Compito scritto a:
Raccogli tutte le righe dei record in cui compare la stringa "doorway".

=== Blocco di testo ===

75Questa è la proposta di un insieme di problemi che, nella loro concretezza, chiamo appunto l’aporetica dell’incontrovertibile, l’aporetica del fondamento.

L’eternità dell’ente e la teoria della relatività

76Il risultato linguistico più rilevante non l’abbiamo ancora detto. Se il divenir altro è l’impossibile, allora l’essente non è altro da sé, non diventa altro e cioè è eterno, intendendo per eterno l’impossibilità del diventar altro. L’eternità della materia, l’eternità dell’energia o l’eternità di Dio sovrastano il contingente e il caduco (e si potrebbe parlare anche dell’anima immortale che sovrasta la caducità del corpo). Ma sono tutte figure teologiche che riservano l’eternità a un Dio invidioso che si tiene l’eternità tutta per sé. A essere eterno è invece ogni essente. Un essente è questo nostro stare qui. Ma, siccome continuiamo a muoverci, un essente è anche lo stato immediatamente precedente e poi l’istante successivo. Io continuo a muovere queste mani e poi c’è un continuo movimento: c’è un continuo sopraggiungere di essenti dove lo stato del nostro “star qui” include quei monti che sono là, include i pensieri che abbiamo in testa in questo momento, include il cielo, include lo stato attuale dell’essente, tutti gli stati precedenti e tutti gli stati successivi.

===

Compito scritto b:
Nel testo sull'eternità dell'ente, che cosa si intende per eterno?

=== Record di input ===

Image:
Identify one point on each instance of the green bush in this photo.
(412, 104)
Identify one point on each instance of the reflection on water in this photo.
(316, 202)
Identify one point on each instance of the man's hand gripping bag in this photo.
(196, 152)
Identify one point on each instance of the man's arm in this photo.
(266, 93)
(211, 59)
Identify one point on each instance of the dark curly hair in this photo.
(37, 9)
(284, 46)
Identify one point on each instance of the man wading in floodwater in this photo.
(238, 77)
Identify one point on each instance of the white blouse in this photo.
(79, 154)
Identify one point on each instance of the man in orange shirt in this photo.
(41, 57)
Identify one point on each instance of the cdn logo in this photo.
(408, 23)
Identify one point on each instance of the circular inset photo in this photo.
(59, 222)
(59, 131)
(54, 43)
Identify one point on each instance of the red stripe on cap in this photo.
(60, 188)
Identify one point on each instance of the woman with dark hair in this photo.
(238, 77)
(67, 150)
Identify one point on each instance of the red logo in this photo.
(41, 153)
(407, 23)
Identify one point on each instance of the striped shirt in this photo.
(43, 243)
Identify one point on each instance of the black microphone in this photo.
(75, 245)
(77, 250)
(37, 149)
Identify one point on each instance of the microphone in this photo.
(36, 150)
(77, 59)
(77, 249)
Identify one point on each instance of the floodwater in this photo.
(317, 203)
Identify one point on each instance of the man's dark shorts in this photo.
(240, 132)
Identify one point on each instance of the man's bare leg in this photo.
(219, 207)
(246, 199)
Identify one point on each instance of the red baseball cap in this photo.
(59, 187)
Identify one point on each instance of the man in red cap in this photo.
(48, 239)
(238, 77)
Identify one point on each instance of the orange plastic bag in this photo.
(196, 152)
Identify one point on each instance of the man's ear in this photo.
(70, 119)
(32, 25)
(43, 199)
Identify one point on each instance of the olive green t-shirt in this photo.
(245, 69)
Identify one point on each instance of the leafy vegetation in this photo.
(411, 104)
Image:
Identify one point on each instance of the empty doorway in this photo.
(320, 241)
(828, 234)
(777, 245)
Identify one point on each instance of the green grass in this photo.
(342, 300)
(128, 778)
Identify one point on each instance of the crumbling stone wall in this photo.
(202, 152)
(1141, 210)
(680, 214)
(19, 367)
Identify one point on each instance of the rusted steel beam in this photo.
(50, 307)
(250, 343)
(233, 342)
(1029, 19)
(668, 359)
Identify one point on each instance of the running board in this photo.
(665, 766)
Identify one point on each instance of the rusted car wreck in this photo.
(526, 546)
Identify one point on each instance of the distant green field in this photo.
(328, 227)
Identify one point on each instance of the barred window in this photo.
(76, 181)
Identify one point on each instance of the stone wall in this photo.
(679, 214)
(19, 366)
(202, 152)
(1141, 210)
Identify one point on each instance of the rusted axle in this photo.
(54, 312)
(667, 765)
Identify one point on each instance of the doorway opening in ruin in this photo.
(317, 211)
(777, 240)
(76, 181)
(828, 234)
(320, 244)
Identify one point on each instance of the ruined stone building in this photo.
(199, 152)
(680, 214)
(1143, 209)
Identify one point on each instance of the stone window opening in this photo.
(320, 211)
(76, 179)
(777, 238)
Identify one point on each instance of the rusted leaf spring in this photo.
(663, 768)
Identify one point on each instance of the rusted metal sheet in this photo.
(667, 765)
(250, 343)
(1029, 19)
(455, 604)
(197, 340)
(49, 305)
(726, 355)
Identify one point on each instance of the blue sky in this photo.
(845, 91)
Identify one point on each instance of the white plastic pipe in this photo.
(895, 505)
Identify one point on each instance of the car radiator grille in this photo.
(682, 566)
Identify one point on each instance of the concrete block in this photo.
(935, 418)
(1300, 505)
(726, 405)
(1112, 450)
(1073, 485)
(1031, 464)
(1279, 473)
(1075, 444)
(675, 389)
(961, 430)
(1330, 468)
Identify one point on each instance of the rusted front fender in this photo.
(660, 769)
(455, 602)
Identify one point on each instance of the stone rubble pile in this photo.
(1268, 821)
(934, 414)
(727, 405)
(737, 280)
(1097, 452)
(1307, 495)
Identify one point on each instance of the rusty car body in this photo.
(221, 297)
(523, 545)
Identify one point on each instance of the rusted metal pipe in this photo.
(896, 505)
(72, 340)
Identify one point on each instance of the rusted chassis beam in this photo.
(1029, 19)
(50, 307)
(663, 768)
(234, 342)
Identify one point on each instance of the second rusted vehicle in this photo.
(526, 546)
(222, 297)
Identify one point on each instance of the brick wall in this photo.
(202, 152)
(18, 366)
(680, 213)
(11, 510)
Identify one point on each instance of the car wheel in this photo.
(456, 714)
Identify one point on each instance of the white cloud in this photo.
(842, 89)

===

Soluzione esercizio a:
Identify one point on each instance of the empty doorway in this photo.
Identify one point on each instance of the doorway opening in ruin in this photo.

Soluzione esercizio b:
Per eterno si intende l'impossibilità del diventar altro.